## [Request]
All of the records below need to be copied exactly.

▬▬▬

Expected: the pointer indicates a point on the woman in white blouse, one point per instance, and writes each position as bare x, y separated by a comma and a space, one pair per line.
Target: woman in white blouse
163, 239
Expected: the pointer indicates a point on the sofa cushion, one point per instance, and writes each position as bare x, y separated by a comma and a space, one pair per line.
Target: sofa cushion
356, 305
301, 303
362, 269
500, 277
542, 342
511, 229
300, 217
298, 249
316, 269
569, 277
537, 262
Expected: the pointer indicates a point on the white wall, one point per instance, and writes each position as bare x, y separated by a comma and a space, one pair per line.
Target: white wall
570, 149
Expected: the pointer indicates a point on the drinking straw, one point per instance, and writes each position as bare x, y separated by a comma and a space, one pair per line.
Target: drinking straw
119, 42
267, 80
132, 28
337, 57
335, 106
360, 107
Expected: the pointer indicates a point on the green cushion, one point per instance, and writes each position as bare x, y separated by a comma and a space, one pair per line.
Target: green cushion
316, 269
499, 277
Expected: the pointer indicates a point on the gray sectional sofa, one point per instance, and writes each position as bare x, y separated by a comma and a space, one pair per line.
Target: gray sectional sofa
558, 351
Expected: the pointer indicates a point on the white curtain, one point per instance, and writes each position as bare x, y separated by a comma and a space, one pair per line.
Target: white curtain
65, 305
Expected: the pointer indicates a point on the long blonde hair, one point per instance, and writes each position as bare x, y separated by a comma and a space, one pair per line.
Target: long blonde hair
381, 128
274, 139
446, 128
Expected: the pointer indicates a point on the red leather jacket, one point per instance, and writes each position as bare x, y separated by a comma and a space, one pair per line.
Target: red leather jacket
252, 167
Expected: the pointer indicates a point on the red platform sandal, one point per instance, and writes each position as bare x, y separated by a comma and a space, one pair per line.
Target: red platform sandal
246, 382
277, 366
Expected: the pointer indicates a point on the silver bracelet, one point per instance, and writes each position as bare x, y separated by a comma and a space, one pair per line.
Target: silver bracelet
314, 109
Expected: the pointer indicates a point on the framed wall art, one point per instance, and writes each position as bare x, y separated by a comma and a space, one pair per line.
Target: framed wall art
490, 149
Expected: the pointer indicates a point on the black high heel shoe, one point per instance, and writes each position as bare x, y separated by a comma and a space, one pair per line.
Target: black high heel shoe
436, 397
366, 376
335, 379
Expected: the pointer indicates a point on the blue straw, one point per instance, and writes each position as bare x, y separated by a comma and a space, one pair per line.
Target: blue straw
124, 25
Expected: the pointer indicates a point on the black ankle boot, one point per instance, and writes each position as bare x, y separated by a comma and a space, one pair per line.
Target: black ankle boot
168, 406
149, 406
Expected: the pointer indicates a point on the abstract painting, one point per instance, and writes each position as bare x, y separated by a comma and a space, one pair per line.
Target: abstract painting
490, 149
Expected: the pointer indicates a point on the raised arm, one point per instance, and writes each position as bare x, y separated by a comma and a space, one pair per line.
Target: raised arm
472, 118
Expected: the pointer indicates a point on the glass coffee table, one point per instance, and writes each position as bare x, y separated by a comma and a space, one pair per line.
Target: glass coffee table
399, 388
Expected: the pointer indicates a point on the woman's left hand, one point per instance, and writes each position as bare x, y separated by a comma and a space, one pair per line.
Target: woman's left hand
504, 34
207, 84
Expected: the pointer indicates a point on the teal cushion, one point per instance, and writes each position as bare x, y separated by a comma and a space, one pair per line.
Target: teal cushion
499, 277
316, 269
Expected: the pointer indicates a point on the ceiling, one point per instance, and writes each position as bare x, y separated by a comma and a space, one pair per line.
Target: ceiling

▬▬▬

## [Correct answer]
Expected: the pointer indicates a point on the woman in white blouse, one point per instance, and writes each position as bare x, y separated by a comma and a space, one pair per line.
Target: woman in white blouse
163, 239
Expected: the pointer indicates a point on the sofa cushion, one point per instance, and writes each position as bare x, y separated by a comma and a space, one pair per line.
Target: sofa cushion
356, 305
301, 303
362, 269
500, 277
542, 342
511, 229
300, 217
298, 249
316, 269
569, 277
537, 262
Expected: the pointer indicates a point on the white wall, one point per instance, and writes each position as bare x, y separated by a comma and a space, one pair per line.
Target: white wall
570, 149
Expected: the pointer indicates a point on the drinking straw, one point per instance, and writes each position as bare x, y separated by a comma and a space, one pair per line.
Target: drinking straw
119, 42
267, 80
132, 28
337, 57
335, 106
360, 107
Expected: the pointer indicates a point on the green cushion, one point per instance, and writes each position as bare x, y separated by a comma and a space, one pair per line.
Target: green cushion
316, 269
499, 277
Expected: the pointer indicates a point on the gray sectional sofa, one point per instance, and writes each position as bare x, y separated by a comma and a space, one pair per line.
Target: gray sectional sofa
558, 351
Expected: the pointer indicates a point on the white curtain, one point per instance, and writes each position as bare x, y separated by a comma and a space, one pair per line.
Target: white curtain
65, 305
Expected: the pointer indicates a point on the long blonde hair, one point per instance, and writes each position as bare x, y separated by a comma and a space, one pair per line.
Target: long blonde hair
381, 128
274, 139
446, 128
Expected: the pointer indicates a point on the red leather jacket, one point per instance, and writes each position as bare x, y separated by a comma and a space, one pair per line.
Target: red leather jacket
252, 167
Expected: the pointer indicates a point on the red platform sandal, one point per instance, and writes each position as bare x, y separated by a comma and a space, one pair per line.
Target: red platform sandal
246, 382
277, 366
Expected: the pointer indicates a point on the silver bracelet, one point per instance, and writes each position as bare x, y separated by a comma and a space, one pair per line.
Target: silver bracelet
314, 109
Expected: the pointer indicates a point on the framed wall art, one point per instance, and writes each position as bare x, y separated by a comma and a space, one pair per line.
Target: framed wall art
490, 149
Expected: the pointer indicates a point on the black high heel shoe, one point per instance, and writes each position as bare x, y separated by a comma and a space, one pair per line.
Target: black high heel shoe
436, 397
366, 376
335, 379
Expected: the pointer indicates a point on the blue straw, one point per instance, and writes each position as bare x, y separated by a comma and a space, one pair per line.
Target: blue straw
124, 25
Expected: the pointer indicates a point on the black ankle boot, one point per instance, and writes each position as bare x, y separated by a comma and a space, one pair per line.
Target: black ankle boot
168, 406
149, 406
Expected: the pointer indicates a point on the abstract painting, one point per instance, and writes each position as bare x, y separated by a comma and a space, one pair per line.
Target: abstract painting
490, 149
Expected: the pointer indicates a point on the raised arm, one point per instance, and writes each position as bare x, y separated by a comma and a space, one pair per line.
Target: raised arm
472, 118
Expected: the pointer indicates a point on the glass coffee table, one point per instance, and writes each position as bare x, y separated by a comma and a space, one pair per line.
Target: glass coffee table
399, 388
Expected: the pointer indicates a point on the woman's left hand, one point per instance, and writes each position as bare x, y separated by a comma and a space, one pair per line.
Target: woman's left hand
504, 34
207, 84
Expected: the pointer indicates a point on the teal cushion, one point per instance, and writes each position as bare x, y separated by a comma and a space, one pair per line.
Target: teal cushion
499, 277
316, 269
Expected: the pointer indicates a point on the ceiling, one point per instance, and writes each position as bare x, y separated by a comma and a space, one pair per line.
Target: ceiling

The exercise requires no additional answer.